**Objective:** Return, verbatim, the part of the material that opens with the line containing "Find every instance of the red" and closes with the line containing "x=201 y=236", both of those lines included.

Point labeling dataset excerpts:
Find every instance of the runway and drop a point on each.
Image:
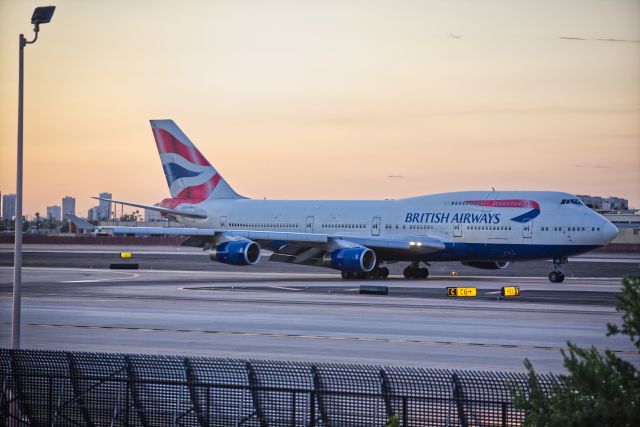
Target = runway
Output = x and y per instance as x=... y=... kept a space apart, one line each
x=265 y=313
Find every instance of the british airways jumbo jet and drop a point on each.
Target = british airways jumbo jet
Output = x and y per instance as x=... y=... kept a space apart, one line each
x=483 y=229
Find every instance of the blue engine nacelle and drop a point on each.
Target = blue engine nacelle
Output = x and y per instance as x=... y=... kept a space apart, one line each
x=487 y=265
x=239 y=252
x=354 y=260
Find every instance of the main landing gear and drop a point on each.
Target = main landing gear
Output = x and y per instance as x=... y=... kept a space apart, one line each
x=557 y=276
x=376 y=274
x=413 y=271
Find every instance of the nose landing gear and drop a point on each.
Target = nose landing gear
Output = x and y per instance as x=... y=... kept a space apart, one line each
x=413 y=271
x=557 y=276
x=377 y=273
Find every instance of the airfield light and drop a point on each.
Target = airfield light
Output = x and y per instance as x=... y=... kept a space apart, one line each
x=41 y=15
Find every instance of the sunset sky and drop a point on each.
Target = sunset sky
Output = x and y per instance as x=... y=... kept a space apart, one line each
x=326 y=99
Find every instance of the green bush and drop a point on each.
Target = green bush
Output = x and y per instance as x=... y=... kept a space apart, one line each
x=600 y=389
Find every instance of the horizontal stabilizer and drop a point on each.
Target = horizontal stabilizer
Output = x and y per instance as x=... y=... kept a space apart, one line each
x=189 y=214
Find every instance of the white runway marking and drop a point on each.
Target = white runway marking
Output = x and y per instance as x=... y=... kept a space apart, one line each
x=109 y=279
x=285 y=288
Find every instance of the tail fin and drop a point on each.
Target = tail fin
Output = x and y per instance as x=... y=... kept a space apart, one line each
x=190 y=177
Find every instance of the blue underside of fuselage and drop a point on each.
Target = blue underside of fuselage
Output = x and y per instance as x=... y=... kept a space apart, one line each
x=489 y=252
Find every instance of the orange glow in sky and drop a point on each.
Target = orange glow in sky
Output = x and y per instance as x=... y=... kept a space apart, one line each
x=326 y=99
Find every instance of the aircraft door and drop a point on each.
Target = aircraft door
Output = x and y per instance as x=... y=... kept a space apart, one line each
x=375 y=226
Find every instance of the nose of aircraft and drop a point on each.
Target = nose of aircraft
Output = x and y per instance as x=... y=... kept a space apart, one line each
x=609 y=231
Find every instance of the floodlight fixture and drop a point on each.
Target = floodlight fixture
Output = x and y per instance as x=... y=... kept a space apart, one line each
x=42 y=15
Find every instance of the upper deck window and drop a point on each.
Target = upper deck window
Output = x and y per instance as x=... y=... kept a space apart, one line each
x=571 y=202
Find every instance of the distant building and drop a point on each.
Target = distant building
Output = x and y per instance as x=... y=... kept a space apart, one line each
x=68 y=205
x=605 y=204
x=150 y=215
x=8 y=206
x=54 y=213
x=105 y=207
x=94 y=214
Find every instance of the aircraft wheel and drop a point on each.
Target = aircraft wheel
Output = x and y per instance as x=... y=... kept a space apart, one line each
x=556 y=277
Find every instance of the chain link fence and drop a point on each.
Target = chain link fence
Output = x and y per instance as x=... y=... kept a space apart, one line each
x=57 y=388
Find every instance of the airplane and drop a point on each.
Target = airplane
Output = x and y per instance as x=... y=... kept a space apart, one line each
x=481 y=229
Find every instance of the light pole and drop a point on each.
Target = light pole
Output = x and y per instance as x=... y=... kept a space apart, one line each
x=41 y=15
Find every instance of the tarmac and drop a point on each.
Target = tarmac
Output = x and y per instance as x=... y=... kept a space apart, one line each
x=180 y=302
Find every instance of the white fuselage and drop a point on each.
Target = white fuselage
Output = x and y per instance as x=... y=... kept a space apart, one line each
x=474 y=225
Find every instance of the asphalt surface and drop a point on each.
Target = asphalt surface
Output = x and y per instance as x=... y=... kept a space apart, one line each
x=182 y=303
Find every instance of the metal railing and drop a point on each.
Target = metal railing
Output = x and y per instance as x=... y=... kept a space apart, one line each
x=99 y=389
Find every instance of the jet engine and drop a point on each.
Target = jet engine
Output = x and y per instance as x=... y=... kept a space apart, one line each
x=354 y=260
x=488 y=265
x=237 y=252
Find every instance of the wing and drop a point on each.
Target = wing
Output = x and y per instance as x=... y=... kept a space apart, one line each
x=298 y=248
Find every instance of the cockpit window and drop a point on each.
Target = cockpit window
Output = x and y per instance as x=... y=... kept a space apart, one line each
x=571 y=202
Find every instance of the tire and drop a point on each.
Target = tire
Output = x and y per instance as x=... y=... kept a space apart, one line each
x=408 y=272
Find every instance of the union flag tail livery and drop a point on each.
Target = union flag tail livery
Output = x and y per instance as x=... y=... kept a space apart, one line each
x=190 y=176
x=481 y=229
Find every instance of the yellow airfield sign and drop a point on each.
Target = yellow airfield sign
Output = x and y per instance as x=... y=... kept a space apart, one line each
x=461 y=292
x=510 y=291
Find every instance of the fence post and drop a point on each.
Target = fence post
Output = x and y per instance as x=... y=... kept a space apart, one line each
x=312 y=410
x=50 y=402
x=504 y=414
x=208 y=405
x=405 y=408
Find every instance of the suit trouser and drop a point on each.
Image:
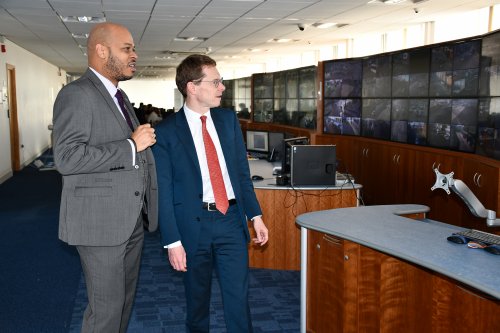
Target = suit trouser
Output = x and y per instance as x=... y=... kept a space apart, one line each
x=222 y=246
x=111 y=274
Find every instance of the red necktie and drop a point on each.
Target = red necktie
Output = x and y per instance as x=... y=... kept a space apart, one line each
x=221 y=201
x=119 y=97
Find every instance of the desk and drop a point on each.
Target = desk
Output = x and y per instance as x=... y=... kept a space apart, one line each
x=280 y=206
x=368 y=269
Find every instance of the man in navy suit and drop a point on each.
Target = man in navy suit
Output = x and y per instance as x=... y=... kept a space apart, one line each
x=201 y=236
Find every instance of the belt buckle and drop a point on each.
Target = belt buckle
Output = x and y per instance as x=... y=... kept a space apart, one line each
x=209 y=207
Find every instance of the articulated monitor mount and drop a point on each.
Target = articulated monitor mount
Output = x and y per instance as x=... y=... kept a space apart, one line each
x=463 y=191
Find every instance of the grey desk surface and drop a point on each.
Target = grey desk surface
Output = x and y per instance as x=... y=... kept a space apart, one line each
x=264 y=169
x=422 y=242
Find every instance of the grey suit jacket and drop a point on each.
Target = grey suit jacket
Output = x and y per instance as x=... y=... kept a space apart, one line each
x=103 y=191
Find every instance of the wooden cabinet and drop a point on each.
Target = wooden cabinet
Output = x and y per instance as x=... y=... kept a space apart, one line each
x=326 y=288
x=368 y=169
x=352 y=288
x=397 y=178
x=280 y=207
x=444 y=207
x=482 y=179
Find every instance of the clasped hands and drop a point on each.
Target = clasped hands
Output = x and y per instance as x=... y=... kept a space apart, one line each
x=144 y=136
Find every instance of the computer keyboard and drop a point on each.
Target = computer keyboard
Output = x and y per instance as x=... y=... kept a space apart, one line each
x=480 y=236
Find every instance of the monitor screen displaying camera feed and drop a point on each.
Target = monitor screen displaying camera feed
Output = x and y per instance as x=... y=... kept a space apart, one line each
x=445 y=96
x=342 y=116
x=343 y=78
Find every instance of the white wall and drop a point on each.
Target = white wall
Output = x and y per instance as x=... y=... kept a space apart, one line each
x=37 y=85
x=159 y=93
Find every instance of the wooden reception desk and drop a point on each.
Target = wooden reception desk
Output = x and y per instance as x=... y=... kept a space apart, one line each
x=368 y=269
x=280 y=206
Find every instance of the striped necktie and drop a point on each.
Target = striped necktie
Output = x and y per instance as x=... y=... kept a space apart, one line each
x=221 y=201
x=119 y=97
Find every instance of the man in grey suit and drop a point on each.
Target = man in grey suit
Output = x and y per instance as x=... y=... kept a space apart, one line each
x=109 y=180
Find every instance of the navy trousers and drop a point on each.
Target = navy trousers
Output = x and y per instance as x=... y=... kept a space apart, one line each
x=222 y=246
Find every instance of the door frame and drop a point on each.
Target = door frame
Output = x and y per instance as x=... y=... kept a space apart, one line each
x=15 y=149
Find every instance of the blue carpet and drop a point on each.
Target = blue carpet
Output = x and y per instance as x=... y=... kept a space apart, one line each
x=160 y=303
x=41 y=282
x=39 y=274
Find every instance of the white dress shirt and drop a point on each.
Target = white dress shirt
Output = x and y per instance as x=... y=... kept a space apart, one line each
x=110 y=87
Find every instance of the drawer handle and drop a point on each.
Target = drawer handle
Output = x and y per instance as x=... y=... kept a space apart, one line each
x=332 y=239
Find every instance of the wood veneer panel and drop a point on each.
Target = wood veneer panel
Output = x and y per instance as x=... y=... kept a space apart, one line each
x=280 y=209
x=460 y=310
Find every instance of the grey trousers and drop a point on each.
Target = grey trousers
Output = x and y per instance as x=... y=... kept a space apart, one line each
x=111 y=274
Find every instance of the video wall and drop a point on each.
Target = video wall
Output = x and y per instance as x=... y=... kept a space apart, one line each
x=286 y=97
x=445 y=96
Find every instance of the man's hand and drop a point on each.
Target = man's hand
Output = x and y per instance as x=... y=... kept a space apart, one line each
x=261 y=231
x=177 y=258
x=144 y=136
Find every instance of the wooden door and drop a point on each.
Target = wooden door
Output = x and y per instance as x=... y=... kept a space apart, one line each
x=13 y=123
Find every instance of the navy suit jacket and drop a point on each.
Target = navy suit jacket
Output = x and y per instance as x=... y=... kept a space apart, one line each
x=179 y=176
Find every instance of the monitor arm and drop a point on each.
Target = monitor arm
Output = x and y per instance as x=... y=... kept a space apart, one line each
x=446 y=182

==

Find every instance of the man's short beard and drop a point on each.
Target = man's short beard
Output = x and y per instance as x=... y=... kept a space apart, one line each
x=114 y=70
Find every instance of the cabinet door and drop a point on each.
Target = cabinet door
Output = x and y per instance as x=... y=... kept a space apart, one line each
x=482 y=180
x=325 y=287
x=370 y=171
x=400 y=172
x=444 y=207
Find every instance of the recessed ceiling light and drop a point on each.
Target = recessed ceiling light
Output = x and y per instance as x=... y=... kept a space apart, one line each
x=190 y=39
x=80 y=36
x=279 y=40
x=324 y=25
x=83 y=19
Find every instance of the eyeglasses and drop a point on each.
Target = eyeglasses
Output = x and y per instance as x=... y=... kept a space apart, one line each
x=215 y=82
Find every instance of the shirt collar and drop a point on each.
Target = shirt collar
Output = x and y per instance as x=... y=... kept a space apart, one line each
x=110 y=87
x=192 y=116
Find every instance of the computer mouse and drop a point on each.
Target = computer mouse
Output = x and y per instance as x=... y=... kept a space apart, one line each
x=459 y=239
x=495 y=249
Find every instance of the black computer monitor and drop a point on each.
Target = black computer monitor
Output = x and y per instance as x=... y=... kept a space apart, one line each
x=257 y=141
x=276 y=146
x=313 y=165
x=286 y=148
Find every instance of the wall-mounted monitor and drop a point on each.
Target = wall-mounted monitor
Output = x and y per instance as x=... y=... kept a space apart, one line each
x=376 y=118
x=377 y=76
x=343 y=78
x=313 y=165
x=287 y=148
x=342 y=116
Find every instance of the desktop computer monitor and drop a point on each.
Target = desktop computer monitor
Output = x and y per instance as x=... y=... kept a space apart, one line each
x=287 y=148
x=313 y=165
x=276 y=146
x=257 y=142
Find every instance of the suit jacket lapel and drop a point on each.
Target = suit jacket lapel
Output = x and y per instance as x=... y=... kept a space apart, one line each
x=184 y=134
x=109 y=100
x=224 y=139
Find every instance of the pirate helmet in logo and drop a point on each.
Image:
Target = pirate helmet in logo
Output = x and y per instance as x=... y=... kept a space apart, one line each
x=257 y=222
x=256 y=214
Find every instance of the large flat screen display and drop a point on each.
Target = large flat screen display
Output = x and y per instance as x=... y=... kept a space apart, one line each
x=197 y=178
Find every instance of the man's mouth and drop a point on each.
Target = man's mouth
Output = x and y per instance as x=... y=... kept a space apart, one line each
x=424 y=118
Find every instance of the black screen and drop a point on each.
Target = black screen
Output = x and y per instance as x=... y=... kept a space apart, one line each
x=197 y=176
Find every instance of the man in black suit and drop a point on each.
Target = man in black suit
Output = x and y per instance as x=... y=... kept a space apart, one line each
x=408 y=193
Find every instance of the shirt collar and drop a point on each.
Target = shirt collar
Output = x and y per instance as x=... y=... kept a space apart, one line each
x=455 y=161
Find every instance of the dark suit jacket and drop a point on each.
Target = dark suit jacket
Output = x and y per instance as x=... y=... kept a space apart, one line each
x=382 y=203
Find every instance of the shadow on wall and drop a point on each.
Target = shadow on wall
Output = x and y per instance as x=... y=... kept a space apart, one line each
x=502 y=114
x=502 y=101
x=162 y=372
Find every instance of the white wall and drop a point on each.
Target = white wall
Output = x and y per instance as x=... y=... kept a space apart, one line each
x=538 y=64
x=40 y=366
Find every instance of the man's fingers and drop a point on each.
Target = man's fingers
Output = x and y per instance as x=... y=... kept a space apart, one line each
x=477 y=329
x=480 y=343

--

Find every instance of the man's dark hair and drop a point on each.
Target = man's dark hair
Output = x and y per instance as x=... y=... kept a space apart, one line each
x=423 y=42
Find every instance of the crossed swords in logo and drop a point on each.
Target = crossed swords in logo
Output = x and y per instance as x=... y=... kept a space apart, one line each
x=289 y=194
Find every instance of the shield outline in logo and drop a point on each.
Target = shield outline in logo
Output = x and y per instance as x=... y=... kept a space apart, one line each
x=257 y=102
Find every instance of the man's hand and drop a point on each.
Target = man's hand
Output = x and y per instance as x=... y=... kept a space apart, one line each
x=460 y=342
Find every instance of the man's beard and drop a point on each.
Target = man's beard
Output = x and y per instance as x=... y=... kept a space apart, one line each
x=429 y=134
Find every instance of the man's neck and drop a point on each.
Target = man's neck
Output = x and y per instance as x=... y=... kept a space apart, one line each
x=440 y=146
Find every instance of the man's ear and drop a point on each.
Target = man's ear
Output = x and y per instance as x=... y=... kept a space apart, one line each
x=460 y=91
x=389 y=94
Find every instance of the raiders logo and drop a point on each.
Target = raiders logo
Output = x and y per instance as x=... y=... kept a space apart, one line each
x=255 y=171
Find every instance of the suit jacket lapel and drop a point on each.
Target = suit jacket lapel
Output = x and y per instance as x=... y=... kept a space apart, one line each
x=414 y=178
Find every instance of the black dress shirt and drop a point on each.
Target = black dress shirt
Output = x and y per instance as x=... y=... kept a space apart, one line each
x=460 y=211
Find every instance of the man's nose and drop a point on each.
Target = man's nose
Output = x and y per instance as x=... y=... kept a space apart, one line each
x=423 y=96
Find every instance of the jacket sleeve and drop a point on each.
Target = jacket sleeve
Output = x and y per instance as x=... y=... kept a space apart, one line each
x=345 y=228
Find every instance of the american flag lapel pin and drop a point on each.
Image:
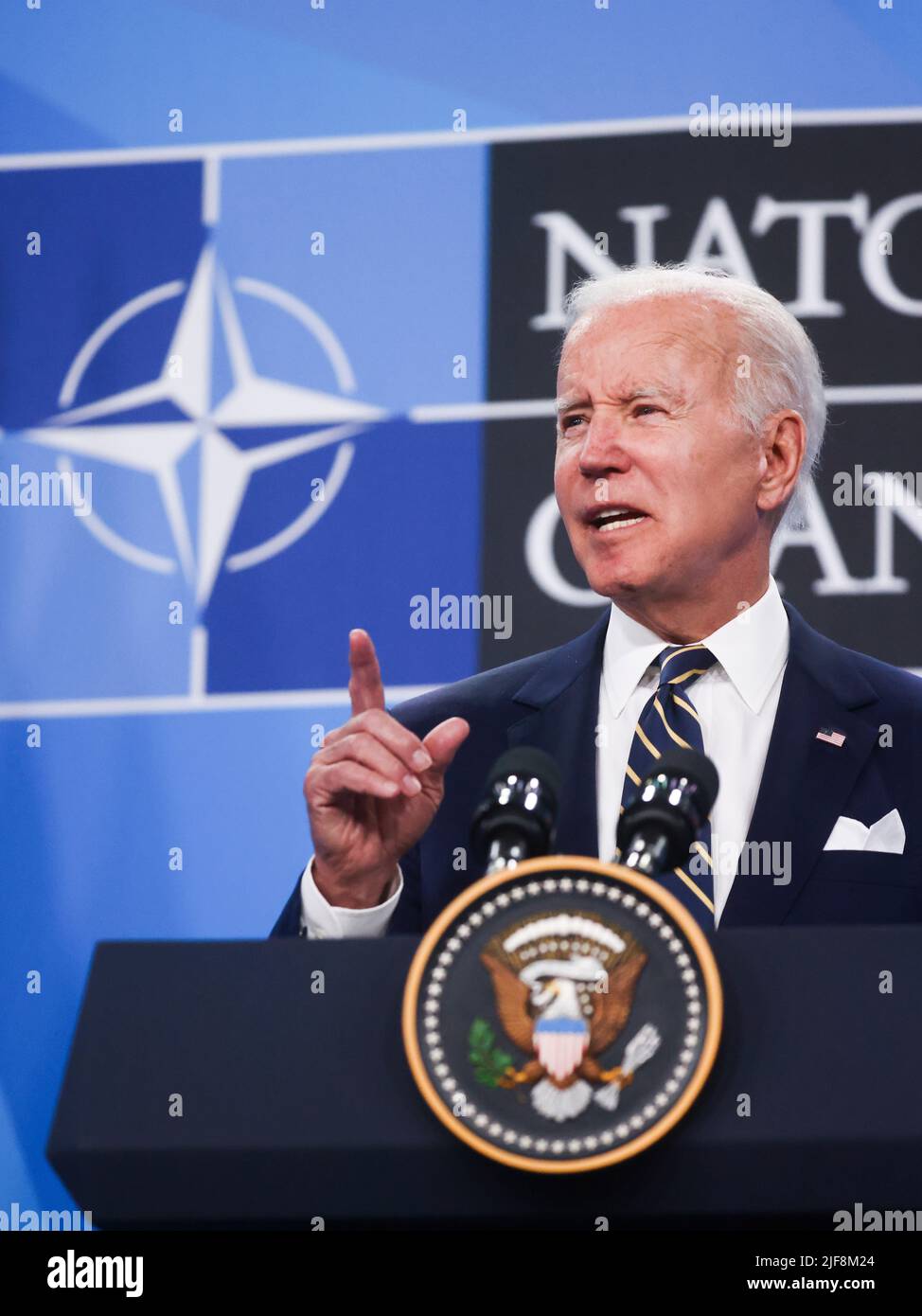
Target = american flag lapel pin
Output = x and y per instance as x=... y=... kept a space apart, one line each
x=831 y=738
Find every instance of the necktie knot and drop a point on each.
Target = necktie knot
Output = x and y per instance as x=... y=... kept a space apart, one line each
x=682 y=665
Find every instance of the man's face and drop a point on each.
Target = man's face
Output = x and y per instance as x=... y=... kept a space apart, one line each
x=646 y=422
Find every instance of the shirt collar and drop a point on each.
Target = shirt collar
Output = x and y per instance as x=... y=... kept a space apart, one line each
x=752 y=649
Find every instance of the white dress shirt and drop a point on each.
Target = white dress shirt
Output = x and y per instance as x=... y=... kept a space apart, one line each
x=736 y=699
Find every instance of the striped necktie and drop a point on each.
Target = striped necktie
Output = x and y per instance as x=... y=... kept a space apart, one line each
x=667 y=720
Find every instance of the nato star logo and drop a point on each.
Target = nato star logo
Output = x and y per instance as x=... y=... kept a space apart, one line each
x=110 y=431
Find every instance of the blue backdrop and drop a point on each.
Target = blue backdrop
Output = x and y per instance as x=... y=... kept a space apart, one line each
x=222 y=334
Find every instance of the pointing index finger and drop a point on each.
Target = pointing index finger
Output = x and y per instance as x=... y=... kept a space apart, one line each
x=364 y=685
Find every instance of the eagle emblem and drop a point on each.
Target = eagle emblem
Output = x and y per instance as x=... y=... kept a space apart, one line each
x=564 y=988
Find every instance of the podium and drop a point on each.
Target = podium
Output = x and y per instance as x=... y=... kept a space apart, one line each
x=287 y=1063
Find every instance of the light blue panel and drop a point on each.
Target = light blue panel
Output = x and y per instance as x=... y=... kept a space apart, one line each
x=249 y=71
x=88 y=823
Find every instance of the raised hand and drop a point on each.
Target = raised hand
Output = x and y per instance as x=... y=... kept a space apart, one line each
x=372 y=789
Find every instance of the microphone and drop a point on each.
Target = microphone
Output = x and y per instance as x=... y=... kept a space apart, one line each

**Exercise solution:**
Find every instance of the red necktie and drop a point on each.
Target = red necktie
Output = x and y per instance as x=... y=... kept a space apart, one line each
x=221 y=201
x=119 y=97
Find every instance of the desk and drop a point on each.
Target = desk
Output = x and y per instance as x=... y=... kept a space apart, one line each
x=280 y=206
x=368 y=269
Find every instance of the man in navy suit and drop a point on each.
Target = man in navy suit
Output = x and y per instance as x=... y=... kept a space apart, one line each
x=201 y=236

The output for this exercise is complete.